Do this: According to the motion capture paper, what kind of sensor information is transformed into an animated human figure?
--- Begin Source document ---
AVATAR-The Cast of Motion Capture Technology – D.Sneha Lakshmi & Y.Lakshmi Praveena

Technical Paper Title: AVATARThe Cast of Motion Capture Technology

Authors: D.Sneha Lakshmi & Y.Lakshmi Praveena , 2nd BTech, IT

College: Prakasam Engineering College, Kandukur

This paper presents a detailed description of the process of motion capture, whereby sensor information from a performer is transformed into an articulated, hierarchical rigid-body object. We describe the gathering of the data, the real-time construction of a virtual skeleton which a director can use for immediate feedback, and the offline processing which produces the articulated object. This offline process involves a robust statistical estimation of the size of the skeleton and an inverse kinematic optimization to produce the desired joint angle trajectories. Additionally, we discuss a variation on the inverse kinematic optimization which can be used when the standard approach does not yield satisfactory results for the special cases when joint angle consistency is desired between a group of motions. These procedures work well and have been used to produce motions for a number of commercial games.

1 Introduction

Motion capture is a popular process for generating human animation. In this paper we describe the process whereby magnetic sensor information is transformed into an animated human figure. Our emphasis is on the data collection and processing that goes into determining an animation of a hierarchical 3D rigid-body skeleton.

Human motion capture techniques may be categorized according to the intended degree of abstraction imposed between the human actor and the virtual counterpart. Highly abstracted applications of motion capture data, analogous to puppetry, are primarily concerned with motion character, and only secondarily concerned with fidelity or accuracy. Beyond an initial calibration to insure that the `puppet’ or animated figure can be adequately manipulated, the most significant calibration takes place in the minds of the animators or puppeteers who learn to manipulate the figure indirectly as a puppet, rather than as a direct representation of themselves. Such applications commonly require the development of a unique capture procedure to take into account the characteristics of the puppet and its range of motion, and often rely on a combination of multiple actors, multiple input devices and procedural effects. Furthermore they often depend on real-time electromagnetic or electro-mechanical motion capture devices.
--- End Source document ---
--- Begin Raw records ---
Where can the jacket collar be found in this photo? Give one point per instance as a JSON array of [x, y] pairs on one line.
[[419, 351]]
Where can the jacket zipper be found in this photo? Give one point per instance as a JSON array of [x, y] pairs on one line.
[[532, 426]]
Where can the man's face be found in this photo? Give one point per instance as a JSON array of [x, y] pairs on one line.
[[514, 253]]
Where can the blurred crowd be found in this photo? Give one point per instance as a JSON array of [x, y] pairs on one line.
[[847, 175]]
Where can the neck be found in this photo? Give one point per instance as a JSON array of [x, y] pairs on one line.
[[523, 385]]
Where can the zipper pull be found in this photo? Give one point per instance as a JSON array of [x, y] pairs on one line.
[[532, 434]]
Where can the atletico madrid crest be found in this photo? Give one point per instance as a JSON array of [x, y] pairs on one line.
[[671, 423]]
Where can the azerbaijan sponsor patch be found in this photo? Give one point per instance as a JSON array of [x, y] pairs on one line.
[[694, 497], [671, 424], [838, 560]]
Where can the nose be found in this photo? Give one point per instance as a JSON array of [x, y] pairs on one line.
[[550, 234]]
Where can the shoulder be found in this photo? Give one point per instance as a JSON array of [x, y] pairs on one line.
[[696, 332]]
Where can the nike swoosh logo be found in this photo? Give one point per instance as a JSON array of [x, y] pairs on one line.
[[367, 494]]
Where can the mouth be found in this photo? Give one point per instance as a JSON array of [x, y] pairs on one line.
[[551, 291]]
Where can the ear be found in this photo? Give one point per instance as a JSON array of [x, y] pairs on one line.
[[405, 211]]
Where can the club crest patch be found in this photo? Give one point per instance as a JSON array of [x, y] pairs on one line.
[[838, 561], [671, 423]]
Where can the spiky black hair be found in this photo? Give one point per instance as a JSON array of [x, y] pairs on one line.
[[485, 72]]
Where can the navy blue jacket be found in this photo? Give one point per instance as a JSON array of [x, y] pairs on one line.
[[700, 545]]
--- End Raw records ---
Solved problem: Magnetic sensor information.